▶ _What you will do_:
Tally the lines in the records below that contain the string "logo", matching case exactly. Reply with the number alone.

▶ _Data shown_:

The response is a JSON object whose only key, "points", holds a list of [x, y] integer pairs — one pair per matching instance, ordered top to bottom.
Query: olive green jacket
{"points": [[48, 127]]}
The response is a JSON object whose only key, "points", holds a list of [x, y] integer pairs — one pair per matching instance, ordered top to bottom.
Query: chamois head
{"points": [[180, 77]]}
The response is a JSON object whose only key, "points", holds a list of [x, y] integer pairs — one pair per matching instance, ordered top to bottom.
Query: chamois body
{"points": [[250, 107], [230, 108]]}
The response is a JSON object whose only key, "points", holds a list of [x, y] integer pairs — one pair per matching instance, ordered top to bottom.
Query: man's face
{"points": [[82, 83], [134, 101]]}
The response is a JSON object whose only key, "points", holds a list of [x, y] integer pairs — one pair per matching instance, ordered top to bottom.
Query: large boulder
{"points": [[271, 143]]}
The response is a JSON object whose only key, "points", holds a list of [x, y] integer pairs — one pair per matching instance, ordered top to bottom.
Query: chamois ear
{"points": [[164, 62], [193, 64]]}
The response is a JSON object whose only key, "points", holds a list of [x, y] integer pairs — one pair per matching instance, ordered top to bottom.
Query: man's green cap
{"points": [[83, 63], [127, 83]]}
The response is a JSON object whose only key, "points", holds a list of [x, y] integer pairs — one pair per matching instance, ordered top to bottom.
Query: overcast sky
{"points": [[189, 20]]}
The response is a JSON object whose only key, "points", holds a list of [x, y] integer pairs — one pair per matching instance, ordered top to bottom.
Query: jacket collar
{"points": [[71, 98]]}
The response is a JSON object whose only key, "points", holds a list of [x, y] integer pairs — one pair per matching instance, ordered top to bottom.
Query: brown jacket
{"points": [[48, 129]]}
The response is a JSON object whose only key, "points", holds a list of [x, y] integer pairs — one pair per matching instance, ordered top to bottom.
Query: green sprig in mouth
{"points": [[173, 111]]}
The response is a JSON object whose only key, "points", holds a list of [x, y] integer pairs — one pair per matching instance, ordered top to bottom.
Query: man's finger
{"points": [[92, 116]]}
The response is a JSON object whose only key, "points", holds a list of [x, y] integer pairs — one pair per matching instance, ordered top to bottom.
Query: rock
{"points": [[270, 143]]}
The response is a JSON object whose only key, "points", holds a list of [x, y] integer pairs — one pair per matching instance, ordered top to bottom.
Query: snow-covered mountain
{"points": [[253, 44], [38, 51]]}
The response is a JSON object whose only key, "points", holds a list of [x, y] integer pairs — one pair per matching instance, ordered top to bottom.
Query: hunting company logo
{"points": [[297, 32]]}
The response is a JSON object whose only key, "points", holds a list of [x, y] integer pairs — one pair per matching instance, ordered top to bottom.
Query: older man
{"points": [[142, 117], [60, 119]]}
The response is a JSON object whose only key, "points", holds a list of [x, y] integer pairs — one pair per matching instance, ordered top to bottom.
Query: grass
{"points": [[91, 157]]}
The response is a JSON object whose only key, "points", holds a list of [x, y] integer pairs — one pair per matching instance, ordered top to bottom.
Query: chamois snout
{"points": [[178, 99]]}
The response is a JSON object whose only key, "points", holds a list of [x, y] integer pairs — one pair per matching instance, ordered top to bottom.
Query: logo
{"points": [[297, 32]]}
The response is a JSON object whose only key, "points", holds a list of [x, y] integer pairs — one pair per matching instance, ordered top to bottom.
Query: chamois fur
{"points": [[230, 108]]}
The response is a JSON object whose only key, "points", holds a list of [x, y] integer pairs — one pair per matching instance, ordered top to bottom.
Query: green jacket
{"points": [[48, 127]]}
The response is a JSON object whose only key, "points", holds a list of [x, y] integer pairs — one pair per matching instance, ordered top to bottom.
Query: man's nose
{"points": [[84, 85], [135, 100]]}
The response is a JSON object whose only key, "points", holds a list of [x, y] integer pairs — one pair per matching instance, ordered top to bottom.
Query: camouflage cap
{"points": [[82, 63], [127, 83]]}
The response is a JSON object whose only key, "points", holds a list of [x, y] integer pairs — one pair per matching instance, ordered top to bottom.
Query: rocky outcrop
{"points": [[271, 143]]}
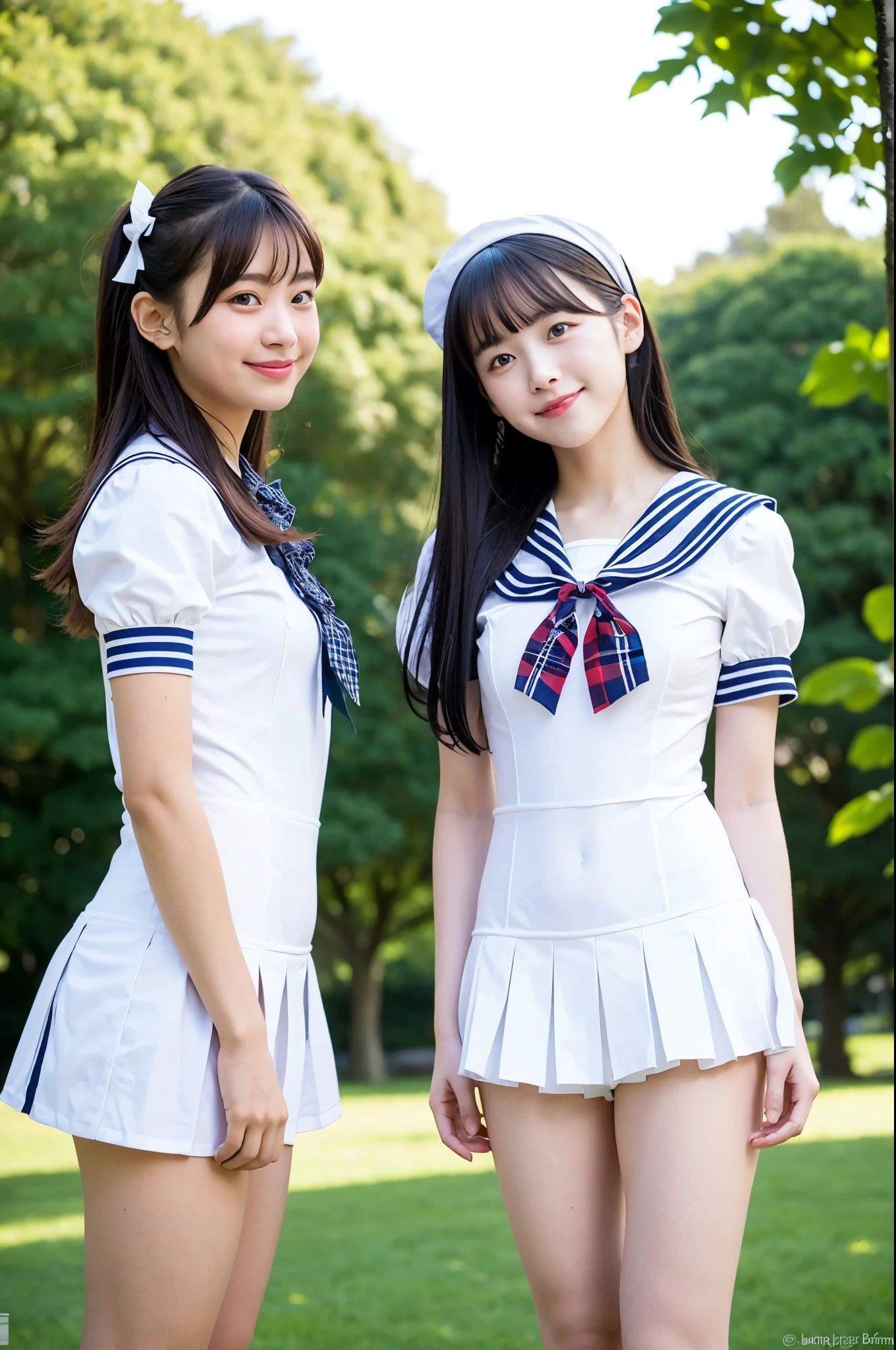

▶ _Written solution_:
2